### AVAILABLE RECORDS
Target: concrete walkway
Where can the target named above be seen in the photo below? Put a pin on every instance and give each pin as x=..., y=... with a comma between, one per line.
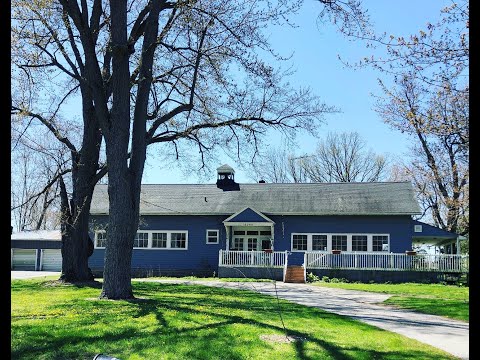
x=451, y=336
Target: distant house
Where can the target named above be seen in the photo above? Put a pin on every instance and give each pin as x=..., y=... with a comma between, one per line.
x=36, y=250
x=264, y=230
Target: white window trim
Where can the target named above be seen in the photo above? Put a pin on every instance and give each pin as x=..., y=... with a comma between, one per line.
x=388, y=239
x=349, y=241
x=96, y=238
x=309, y=242
x=150, y=238
x=218, y=237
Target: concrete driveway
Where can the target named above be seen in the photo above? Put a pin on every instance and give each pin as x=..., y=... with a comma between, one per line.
x=451, y=336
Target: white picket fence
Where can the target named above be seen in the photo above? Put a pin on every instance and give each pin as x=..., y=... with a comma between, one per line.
x=252, y=258
x=386, y=261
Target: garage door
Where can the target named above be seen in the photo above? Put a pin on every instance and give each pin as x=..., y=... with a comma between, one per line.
x=24, y=259
x=52, y=260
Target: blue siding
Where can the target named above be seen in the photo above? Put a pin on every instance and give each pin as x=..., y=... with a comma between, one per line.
x=429, y=230
x=398, y=227
x=35, y=244
x=202, y=256
x=248, y=215
x=199, y=256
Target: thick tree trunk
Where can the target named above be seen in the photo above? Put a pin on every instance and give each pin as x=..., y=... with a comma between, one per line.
x=121, y=232
x=123, y=213
x=77, y=247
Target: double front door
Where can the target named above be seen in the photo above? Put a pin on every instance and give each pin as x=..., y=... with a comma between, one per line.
x=250, y=244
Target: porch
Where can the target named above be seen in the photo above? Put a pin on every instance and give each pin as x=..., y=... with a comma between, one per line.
x=435, y=264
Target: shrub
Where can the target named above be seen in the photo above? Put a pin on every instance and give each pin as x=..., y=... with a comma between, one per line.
x=312, y=277
x=335, y=280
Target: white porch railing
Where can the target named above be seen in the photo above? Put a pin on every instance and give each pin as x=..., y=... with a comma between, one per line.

### WHAT YOU HAVE TO DO
Copy, character for character, the lines from the line that holds "Target: porch" through the final line of the records above.

### ANSWER TO THE EXERCISE
Target: porch
Where can the target named above be seen in the photo above? Put a pin on every instance and give each pin as x=..., y=... with a comma between, one per line.
x=435, y=264
Target: shrub
Where can the target named above be seen in the photo above? Put a pin on every instance and give each pin as x=..., y=... with a comma between, one per line.
x=312, y=277
x=335, y=280
Target: white porch railing
Where can the target named above be seen in the photo above? Put a pin on every instance and give each pin as x=..., y=... with a comma between, one per line.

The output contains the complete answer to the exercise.